■ Assignment:
Look in the data below for the line that contains "Target: tree reflection in water". Copy that line and the remaining lines exactly.

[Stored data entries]
%%
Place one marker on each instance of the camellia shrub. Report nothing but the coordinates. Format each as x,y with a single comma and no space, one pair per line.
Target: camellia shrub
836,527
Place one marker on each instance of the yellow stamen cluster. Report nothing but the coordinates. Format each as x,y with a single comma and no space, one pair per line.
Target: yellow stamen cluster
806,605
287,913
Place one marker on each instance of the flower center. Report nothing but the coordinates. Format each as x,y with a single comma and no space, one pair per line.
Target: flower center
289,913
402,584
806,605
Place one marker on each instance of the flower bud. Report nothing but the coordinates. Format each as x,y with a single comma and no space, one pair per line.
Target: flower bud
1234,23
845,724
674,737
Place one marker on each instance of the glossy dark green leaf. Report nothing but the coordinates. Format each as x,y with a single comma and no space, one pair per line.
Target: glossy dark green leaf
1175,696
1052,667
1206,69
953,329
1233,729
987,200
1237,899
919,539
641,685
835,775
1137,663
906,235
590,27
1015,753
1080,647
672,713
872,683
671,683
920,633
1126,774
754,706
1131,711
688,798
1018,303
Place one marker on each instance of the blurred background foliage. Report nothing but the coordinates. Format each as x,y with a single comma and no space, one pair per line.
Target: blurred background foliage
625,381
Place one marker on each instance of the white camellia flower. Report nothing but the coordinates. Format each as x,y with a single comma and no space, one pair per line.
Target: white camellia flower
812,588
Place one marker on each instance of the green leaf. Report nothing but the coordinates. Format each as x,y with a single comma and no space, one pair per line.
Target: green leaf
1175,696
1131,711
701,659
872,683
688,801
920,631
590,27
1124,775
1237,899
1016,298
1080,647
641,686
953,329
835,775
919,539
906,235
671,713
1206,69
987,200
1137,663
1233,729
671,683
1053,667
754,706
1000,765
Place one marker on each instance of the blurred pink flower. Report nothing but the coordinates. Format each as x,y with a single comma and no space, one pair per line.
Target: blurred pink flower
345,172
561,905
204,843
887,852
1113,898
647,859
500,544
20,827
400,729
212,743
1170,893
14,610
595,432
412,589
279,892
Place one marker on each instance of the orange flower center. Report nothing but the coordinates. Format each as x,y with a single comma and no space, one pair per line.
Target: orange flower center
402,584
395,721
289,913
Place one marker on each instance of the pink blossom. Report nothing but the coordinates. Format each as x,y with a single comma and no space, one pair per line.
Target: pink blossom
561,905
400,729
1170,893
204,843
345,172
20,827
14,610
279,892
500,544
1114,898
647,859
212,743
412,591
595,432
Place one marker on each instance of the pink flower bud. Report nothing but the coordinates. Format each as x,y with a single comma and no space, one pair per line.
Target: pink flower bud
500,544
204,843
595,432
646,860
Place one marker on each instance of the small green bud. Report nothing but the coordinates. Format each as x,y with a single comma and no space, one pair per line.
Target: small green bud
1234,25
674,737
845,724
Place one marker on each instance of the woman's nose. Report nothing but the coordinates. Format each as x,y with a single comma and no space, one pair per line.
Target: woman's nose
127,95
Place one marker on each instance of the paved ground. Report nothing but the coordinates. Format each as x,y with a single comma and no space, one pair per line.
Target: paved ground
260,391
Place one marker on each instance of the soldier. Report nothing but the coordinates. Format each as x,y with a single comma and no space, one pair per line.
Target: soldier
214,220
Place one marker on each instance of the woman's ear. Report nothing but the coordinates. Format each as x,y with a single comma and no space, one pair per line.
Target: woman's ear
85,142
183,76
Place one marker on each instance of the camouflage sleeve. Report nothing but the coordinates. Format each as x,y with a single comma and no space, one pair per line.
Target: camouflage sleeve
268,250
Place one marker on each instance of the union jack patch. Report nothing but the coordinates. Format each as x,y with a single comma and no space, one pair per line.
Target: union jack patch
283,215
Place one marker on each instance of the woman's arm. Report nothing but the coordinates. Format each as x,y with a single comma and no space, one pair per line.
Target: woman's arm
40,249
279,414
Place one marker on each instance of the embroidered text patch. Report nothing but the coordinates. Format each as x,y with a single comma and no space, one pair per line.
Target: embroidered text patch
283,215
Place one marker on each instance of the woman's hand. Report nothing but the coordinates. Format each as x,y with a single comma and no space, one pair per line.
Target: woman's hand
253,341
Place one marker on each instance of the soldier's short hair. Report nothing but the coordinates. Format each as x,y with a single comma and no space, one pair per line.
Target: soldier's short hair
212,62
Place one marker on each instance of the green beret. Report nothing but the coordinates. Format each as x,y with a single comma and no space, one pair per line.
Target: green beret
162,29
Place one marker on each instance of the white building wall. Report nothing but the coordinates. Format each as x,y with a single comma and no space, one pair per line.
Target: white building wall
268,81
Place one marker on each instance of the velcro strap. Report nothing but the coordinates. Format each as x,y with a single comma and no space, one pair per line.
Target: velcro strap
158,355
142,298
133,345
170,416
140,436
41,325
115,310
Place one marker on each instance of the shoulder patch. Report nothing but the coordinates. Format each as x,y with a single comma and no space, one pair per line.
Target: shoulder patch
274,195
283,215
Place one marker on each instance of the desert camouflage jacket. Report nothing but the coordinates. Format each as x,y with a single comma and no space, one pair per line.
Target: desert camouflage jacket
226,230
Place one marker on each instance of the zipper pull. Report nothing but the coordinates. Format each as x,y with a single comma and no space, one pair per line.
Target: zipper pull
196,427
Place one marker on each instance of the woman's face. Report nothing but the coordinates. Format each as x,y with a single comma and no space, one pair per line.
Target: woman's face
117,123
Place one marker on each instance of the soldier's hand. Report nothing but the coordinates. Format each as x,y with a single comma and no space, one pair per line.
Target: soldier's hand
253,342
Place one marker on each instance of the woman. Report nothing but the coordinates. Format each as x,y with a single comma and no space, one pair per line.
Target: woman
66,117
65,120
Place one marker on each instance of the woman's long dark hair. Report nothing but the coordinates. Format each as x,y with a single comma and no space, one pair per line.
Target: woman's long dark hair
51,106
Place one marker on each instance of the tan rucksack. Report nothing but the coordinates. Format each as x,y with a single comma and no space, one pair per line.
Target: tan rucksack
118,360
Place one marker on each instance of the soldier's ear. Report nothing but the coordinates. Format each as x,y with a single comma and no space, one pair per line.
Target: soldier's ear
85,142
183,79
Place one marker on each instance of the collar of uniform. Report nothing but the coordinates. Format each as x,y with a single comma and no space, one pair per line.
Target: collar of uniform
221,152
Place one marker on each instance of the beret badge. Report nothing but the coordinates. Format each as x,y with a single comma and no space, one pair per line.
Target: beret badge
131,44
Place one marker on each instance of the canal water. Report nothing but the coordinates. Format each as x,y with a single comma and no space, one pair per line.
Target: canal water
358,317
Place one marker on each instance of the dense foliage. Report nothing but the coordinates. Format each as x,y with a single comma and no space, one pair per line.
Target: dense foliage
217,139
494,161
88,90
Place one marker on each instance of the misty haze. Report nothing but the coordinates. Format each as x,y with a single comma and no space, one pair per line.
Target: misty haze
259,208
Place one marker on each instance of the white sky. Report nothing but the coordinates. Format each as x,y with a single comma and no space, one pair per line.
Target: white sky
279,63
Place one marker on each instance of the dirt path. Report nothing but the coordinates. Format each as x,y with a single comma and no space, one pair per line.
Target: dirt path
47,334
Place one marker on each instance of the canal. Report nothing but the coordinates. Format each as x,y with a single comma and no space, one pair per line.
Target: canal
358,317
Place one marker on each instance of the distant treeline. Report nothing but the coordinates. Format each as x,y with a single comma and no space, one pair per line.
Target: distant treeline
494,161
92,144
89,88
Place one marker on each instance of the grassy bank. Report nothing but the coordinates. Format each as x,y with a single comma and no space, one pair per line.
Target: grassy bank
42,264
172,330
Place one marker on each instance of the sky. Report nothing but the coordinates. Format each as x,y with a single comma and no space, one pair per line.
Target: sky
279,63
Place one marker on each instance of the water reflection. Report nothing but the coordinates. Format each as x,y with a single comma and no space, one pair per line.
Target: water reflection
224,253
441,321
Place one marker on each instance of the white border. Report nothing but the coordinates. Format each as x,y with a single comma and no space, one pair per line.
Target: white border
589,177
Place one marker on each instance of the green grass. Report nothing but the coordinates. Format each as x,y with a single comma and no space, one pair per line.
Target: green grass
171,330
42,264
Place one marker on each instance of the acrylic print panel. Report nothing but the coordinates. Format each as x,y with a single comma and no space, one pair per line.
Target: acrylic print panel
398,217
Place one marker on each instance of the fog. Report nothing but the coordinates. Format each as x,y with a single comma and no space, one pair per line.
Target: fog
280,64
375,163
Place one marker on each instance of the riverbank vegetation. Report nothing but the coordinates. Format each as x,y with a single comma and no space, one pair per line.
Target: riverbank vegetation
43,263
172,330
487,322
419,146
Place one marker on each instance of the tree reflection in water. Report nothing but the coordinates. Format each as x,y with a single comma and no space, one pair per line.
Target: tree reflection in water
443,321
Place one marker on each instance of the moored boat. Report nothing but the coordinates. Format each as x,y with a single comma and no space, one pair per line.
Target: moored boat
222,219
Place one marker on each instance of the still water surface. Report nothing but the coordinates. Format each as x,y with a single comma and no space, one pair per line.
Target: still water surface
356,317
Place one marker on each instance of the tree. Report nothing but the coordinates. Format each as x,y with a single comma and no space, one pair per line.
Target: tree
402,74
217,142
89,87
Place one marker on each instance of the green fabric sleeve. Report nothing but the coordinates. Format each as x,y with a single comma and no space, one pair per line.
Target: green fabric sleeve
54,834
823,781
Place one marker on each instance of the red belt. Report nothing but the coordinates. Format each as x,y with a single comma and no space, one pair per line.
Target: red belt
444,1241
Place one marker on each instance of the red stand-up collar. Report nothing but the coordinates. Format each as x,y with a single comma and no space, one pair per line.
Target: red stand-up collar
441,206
%%
■ Exercise output:
Target: tree reflection in water
443,321
Place one marker on each instance of the moored boat. Report nothing but the coordinates. Format each as x,y with a single comma and no space, one pair per line.
Target: moored boat
222,219
Place one marker on each instance of the still water surface. Report nothing but the coordinates. Format each as x,y with a single comma and no space, one pair per line.
Target: still water surface
356,317
Place one marker on each instance of the tree. Report nothing but the coordinates. Format each as x,y with a single comma and no space, one pair per line.
Target: tree
402,74
217,142
89,87
Place one marker on each instance of the green fabric sleeve. Report nothing but the coordinates. Format each as x,y with a single comma and no space, one pair per line.
Target: green fabric sleeve
54,834
823,781
Place one marker on each instance of the red belt. Report nothing but the coordinates. Format each as x,y with a single comma and no space, one pair per line.
Target: red belt
444,1241
Place one marker on each instance of the red stand-up collar. Report nothing but the coordinates. Format each as x,y with a single comma and no space, one pair per line.
Target: red stand-up collar
441,206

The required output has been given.